Below are some entries; can you quote all of them exactly?

----- Task material -----

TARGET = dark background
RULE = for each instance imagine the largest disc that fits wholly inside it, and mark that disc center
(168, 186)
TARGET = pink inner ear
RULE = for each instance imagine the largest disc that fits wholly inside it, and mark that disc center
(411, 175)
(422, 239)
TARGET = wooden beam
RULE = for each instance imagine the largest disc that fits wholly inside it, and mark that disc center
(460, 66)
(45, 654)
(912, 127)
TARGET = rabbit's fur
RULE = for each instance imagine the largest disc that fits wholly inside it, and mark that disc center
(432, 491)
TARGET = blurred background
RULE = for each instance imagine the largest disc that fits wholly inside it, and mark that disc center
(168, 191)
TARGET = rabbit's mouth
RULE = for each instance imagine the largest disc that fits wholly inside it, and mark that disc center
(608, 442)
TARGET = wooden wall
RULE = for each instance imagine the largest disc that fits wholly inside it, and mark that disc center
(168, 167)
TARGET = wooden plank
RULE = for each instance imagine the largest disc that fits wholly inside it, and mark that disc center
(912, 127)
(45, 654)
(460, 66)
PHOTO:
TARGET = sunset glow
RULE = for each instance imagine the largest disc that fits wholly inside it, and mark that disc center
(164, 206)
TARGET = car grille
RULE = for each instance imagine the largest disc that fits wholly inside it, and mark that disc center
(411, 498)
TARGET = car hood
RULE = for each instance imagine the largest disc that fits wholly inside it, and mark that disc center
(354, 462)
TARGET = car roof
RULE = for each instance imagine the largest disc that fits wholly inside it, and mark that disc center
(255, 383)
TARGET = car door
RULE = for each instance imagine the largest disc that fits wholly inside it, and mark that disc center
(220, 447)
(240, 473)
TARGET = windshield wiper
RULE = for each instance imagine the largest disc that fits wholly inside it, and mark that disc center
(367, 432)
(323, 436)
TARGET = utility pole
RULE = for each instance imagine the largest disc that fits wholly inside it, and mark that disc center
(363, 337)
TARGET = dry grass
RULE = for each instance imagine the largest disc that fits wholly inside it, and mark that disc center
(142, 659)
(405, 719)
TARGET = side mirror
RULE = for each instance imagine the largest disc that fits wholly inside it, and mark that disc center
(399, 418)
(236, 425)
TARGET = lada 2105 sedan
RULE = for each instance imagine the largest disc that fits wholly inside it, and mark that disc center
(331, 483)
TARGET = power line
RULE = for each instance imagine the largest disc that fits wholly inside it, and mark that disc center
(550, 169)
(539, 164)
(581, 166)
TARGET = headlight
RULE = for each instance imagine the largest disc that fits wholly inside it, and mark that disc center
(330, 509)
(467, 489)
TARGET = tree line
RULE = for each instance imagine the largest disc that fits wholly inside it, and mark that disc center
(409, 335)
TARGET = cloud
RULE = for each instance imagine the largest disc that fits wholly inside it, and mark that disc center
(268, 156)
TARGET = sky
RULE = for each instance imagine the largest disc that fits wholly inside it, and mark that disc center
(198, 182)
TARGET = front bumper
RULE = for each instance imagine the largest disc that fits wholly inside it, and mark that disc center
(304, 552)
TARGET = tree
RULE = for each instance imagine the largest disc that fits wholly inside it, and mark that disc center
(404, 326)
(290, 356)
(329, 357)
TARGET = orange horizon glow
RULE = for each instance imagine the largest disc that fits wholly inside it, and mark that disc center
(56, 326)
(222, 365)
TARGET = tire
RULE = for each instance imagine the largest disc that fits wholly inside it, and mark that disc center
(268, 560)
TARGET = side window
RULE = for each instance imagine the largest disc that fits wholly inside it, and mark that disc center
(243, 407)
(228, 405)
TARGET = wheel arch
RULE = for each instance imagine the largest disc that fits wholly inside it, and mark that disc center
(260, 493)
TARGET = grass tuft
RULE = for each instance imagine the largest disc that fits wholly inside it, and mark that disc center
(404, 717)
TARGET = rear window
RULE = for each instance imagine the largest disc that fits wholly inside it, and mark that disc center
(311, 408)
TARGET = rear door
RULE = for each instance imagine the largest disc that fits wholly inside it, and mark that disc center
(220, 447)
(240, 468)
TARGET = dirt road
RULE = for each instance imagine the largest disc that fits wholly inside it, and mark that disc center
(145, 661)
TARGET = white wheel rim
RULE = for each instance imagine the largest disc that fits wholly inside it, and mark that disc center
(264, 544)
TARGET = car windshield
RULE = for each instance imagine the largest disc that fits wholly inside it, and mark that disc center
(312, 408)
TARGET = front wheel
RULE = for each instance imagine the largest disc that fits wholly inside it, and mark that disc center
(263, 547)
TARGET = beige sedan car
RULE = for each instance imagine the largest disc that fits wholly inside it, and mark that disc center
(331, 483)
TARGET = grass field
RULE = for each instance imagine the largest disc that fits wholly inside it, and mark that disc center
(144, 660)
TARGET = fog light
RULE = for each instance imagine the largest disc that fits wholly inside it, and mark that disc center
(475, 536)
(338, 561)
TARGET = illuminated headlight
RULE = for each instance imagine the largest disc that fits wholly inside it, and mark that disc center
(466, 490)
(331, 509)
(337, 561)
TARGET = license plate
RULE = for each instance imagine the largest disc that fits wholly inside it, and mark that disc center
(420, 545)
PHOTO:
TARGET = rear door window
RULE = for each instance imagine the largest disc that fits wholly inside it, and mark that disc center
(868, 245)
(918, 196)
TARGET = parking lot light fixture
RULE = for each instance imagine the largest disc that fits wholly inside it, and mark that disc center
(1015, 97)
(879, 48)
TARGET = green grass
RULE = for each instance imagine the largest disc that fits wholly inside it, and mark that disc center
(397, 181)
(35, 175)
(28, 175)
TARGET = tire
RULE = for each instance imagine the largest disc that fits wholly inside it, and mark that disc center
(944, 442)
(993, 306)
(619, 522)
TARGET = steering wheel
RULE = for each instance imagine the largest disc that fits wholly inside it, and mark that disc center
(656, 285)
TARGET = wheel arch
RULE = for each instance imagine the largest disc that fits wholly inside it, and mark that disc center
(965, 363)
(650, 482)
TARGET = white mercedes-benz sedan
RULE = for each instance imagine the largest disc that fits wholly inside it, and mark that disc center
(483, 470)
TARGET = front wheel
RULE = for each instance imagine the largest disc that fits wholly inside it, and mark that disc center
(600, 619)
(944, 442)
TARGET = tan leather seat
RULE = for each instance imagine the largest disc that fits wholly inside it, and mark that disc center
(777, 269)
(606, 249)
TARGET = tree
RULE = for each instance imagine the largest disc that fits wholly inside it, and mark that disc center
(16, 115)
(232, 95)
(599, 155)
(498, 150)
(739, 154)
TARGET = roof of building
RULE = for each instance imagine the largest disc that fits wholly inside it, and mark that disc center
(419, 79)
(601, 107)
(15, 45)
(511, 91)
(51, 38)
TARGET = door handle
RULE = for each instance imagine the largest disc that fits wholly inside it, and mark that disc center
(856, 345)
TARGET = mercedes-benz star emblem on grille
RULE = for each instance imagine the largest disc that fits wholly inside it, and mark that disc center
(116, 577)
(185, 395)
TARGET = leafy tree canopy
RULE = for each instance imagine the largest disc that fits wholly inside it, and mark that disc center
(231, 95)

-----

Solution below:
TARGET = dark background
RULE = for each instance imagine the largest disc that fits wholly inside it, and mark that disc center
(168, 186)
TARGET = pink inner ear
RULE = for each instance imagine the largest disc that fits wholly inside it, and mark that disc center
(411, 175)
(422, 239)
TARGET = wooden beam
RULE = for each instance imagine the largest disc that fits wholly inside it, and mark that disc center
(460, 66)
(45, 654)
(912, 127)
TARGET = rabbit's fur
RULE = for each instance imagine the largest disc that fits wholly inside it, and mark that disc center
(432, 491)
TARGET = blurred background
RULE = for each instance imagine the largest disc that fits wholly inside it, and mark that disc center
(168, 191)
TARGET = rabbit's mouth
RULE = for each instance imagine the largest disc that fits wholly inside it, and mark that disc center
(608, 442)
TARGET = wooden wall
RULE = for each instance imagine the largest disc that fits wholly inside it, and mark that disc center
(168, 167)
TARGET = wooden plank
RULE = for each instance imagine the largest disc that fits wholly inside it, and mark that disc center
(912, 127)
(45, 654)
(460, 66)
PHOTO:
TARGET = sunset glow
RULE = for each instance imagine the largest disc that fits wholly inside it, and mark that disc center
(164, 206)
TARGET = car grille
RULE = for each instance imagine the largest disc that fits wholly inside it, and mark that disc center
(411, 498)
TARGET = car hood
RULE = for each instance imagine the largest disc that fits wholly inside it, and mark that disc center
(354, 462)
TARGET = car roof
RULE = for each instance imagine the largest disc that fits wholly inside it, and mark that disc center
(255, 383)
TARGET = car door
RULE = for each instance imagine the largest disc that fits wholly inside it, and mark that disc center
(220, 447)
(240, 473)
TARGET = windshield wiper
RULE = for each instance imagine the largest disc that fits wholly inside it, and mark that disc center
(367, 432)
(323, 436)
TARGET = utility pole
RULE = for each instance imagine the largest disc that fits wholly inside it, and mark that disc center
(363, 337)
TARGET = dry grass
RULE = for each instance imagine the largest disc that fits wholly inside it, and mark that disc center
(142, 659)
(405, 719)
TARGET = side mirror
RULE = for each instance imagine the largest disc that fits wholly inside it, and mark that disc center
(399, 418)
(236, 425)
TARGET = lada 2105 sedan
RULE = for each instance imagine the largest disc that fits wholly inside it, and mark that disc center
(331, 483)
TARGET = power line
RULE = for each instance imagine the largest disc that fits wholly inside it, and mark that disc center
(550, 169)
(539, 164)
(581, 166)
TARGET = headlight
RULE = for each instance imagine the largest disc that fits wholly inside it, and mark that disc center
(330, 509)
(467, 489)
TARGET = tree line
RULE = for each instance imagine the largest disc that fits wholly inside it, and mark that disc center
(409, 335)
TARGET = cloud
RULE = for each instance imagine the largest disc that fits wholly inside it, and mark that disc center
(268, 156)
TARGET = sky
RULE = for each instance imagine the largest disc that fits wholly inside it, and mark that disc center
(198, 182)
TARGET = front bumper
RULE = for each instance imagine the largest disc that fits wholly inside it, and mark that disc center
(304, 552)
TARGET = tree
RULE = for each instance imagine the largest disc that fits wholly inside it, and mark that disc center
(404, 326)
(290, 356)
(329, 357)
TARGET = orange horizon glow
RULE = for each instance imagine the largest disc that fits wholly inside it, and mark that disc center
(56, 326)
(222, 365)
TARGET = tire
RULE = for each instance imagine the largest disc that fits wholly inside it, and mark that disc center
(268, 560)
TARGET = side window
RULE = for each instance imagine the largest disc that fits wholly inside it, and mark that disc center
(243, 407)
(228, 405)
TARGET = wheel arch
RULE = for each instance imagine the largest disc that fits wholly inside it, and mark that disc center
(260, 493)
TARGET = grass tuft
RULE = for each instance imagine the largest disc that fits wholly inside it, and mark that disc center
(404, 717)
TARGET = rear window
RULE = for each instance imagine the largest disc that fits wholly inside it, and mark that disc center
(311, 408)
TARGET = rear door
RULE = for each instance imagine the largest disc that fits wholly inside it, and mark that disc center
(220, 447)
(240, 468)
TARGET = dirt road
RULE = for each instance imagine the largest disc that fits wholly inside it, and mark that disc center
(145, 661)
TARGET = white wheel rim
RULE = for each instance imagine the largest disc that fits wholly inside it, and mark that disc center
(264, 544)
TARGET = car windshield
RULE = for each instance imagine the largest disc that fits wholly inside it, and mark that disc center
(312, 408)
TARGET = front wheel
RULE = for each instance imagine the largest disc that fits wholly inside it, and mark that disc center
(263, 547)
TARGET = beige sedan car
RULE = for each instance imagine the largest disc that fits wholly inside it, and mark that disc center
(331, 483)
TARGET = grass field
RULE = for each instance imagine the largest disc that fits wholly inside it, and mark that disc center
(144, 660)
TARGET = fog light
RULE = for each instance imagine the largest disc that fits wholly inside it, and mark that disc center
(475, 536)
(338, 561)
TARGET = illuminated headlight
RULE = for each instance imagine the largest disc that fits wholly inside it, and mark that disc center
(466, 490)
(331, 509)
(337, 561)
TARGET = license plate
RULE = for each instance imagine the largest disc that fits wholly inside it, and mark that disc center
(420, 545)
PHOTO:
TARGET = rear door window
RULE = for each instance imagine the largest disc that fits wholly inside it, and mark that disc center
(868, 245)
(918, 196)
TARGET = parking lot light fixture
RULE = for each instance imagine the largest disc that fits wholly inside it, and mark that disc center
(1015, 97)
(879, 48)
TARGET = green grass
RULE = for each instance imagine the largest disc that fits wholly inside it, and mark that disc center
(397, 181)
(35, 175)
(28, 175)
TARGET = tire
RULE = for each instance imagine the largest disc that fits wholly inside it, and mark that disc center
(944, 442)
(993, 306)
(619, 522)
TARGET = steering wheel
RULE = for each instance imagine the largest disc that fits wholly inside it, and mark that disc center
(656, 285)
TARGET = wheel arch
RULE = for each instance imagine the largest disc that fits wholly inside it, and mark that disc center
(965, 363)
(650, 482)
TARGET = white mercedes-benz sedan
RULE = for each instance imagine the largest disc that fits wholly inside it, and mark that disc center
(483, 470)
TARGET = front wheel
RULE = for each instance imagine the largest disc that fits wholly inside it, and mark that disc center
(600, 619)
(944, 442)
TARGET = tan leather seat
RULE = for each instance imagine the largest disc that fits wholly inside it, and mark that disc center
(777, 269)
(606, 249)
TARGET = tree
RULE = for each instance imagine the largest disc that fits wholly inside it, and mark that disc center
(16, 115)
(232, 95)
(599, 155)
(498, 150)
(739, 154)
TARGET = roof of building
RULE = for each instance imagine the largest disc that fits wholly inside it, and mark that disc center
(419, 79)
(601, 107)
(15, 45)
(511, 91)
(51, 38)
TARGET = door handle
RULE = for each instance imagine the largest disc that fits wholly inside it, and mark that disc center
(856, 345)
TARGET = mercedes-benz star emblem on grille
RULE = for each instance imagine the largest disc that fits wholly inside it, and mark that disc center
(116, 577)
(185, 395)
TARGET = leafy tree canopy
RULE = for each instance imagine the largest disc that fits wholly inside it, and mark that disc center
(231, 95)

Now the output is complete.